Can I Give My Baby Hummus Safely?

Updated
Find out if and when you can give your baby a tasty hummus snack.

Introducing new foods to your baby is one of the most exciting milestones of early parenthood. It’s so adorable when they make a funny face as they try something new.

It gives you satisfaction knowing your little one is eating a wholesome diet. But it’s also a process requiring patience and research.

Introducing some foods too early may result in an allergic reaction or tummy aches. If it’s not soft, pureed, or given only in small quantities, it can also be a choking hazard.

What about something simple like a vegetable mash? Root vegetables such as potatoes and carrots are practically staple foods for babies — but what about mashed chickpeas? You might be wondering, “Can I give my baby hummus?”


What Is Hummus?

Hummus is a mash of boiled chickpeas, usually with other ingredients such as garlic, tahini, and lemon juice. Hummus is a healthy snack, and it’s quite tasty too. Adults generally eat it as a dip for vegetables or as a spread on crackers or bread.

You can purchase it or make it at home (we have a recipe for you to try further down in the article).

RECORD EXTRACTS>
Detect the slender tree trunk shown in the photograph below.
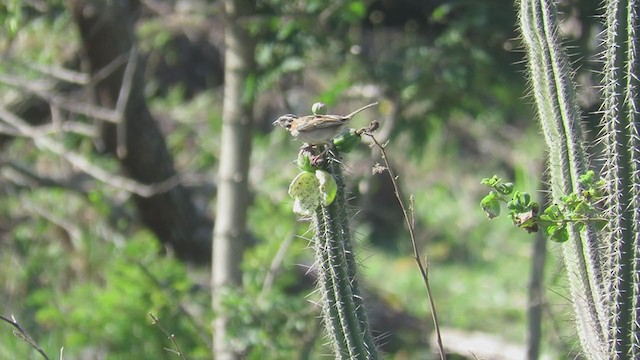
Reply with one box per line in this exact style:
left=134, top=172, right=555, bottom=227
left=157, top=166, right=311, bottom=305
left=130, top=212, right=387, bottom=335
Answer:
left=67, top=0, right=211, bottom=262
left=211, top=0, right=255, bottom=360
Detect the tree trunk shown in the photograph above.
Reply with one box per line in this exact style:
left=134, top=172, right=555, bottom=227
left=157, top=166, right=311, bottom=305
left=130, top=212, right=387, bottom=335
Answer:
left=67, top=0, right=211, bottom=262
left=212, top=0, right=255, bottom=360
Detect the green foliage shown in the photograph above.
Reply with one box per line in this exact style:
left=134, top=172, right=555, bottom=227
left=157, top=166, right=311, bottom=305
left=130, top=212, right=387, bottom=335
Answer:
left=28, top=234, right=208, bottom=359
left=480, top=170, right=606, bottom=243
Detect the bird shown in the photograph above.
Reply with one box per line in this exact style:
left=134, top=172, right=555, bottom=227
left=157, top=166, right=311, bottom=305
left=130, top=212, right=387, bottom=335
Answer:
left=273, top=102, right=378, bottom=145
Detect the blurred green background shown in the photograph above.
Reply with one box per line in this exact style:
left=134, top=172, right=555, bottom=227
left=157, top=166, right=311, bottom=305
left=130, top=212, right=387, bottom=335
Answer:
left=0, top=0, right=599, bottom=359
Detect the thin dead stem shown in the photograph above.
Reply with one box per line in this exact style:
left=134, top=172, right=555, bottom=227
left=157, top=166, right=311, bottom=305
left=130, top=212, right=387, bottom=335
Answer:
left=149, top=313, right=187, bottom=360
left=0, top=315, right=49, bottom=360
left=362, top=131, right=446, bottom=360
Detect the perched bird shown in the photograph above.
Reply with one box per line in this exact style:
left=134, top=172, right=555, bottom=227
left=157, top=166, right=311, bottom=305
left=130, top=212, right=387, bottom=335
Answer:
left=273, top=102, right=378, bottom=145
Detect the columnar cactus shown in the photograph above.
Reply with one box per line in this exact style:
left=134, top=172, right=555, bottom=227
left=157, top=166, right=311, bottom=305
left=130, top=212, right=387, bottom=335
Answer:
left=520, top=0, right=640, bottom=359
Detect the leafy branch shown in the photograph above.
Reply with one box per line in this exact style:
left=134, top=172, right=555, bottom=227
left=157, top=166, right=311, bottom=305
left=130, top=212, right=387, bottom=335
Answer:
left=480, top=170, right=606, bottom=243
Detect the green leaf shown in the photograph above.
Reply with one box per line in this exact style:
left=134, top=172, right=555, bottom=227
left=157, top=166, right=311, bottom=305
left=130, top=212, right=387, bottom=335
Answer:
left=316, top=170, right=338, bottom=206
left=507, top=191, right=531, bottom=213
left=480, top=191, right=500, bottom=219
left=298, top=151, right=317, bottom=172
left=289, top=171, right=320, bottom=216
left=495, top=182, right=513, bottom=195
left=480, top=175, right=502, bottom=187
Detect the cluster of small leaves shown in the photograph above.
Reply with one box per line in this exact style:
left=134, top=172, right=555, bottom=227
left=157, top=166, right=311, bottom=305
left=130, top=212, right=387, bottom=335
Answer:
left=480, top=171, right=605, bottom=242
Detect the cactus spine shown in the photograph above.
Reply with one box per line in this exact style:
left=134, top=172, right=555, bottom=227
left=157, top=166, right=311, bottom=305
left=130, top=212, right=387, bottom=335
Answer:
left=520, top=0, right=640, bottom=359
left=312, top=150, right=379, bottom=360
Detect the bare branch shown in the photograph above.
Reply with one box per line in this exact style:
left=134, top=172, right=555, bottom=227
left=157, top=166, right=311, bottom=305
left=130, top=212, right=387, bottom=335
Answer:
left=362, top=129, right=446, bottom=360
left=0, top=315, right=49, bottom=360
left=0, top=74, right=122, bottom=123
left=149, top=313, right=187, bottom=360
left=0, top=106, right=180, bottom=197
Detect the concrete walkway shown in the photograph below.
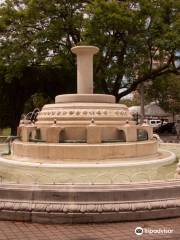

ACTION ITEM> Transcribe the whole text about giving a baby hummus, word for word. The records have nothing to do with the text.

TASK OUTPUT>
Can I Give My Baby Hummus Safely?

Updated
Find out if and when you can give your baby a tasty hummus snack.

Introducing new foods to your baby is one of the most exciting milestones of early parenthood. It’s so adorable when they make a funny face as they try something new.

It gives you satisfaction knowing your little one is eating a wholesome diet. But it’s also a process requiring patience and research.

Introducing some foods too early may result in an allergic reaction or tummy aches. If it’s not soft, pureed, or given only in small quantities, it can also be a choking hazard.

What about something simple like a vegetable mash? Root vegetables such as potatoes and carrots are practically staple foods for babies — but what about mashed chickpeas? You might be wondering, “Can I give my baby hummus?”


What Is Hummus?

Hummus is a mash of boiled chickpeas, usually with other ingredients such as garlic, tahini, and lemon juice. Hummus is a healthy snack, and it’s quite tasty too. Adults generally eat it as a dip for vegetables or as a spread on crackers or bread.

You can purchase it or make it at home (we have a recipe for you to try further down in the article).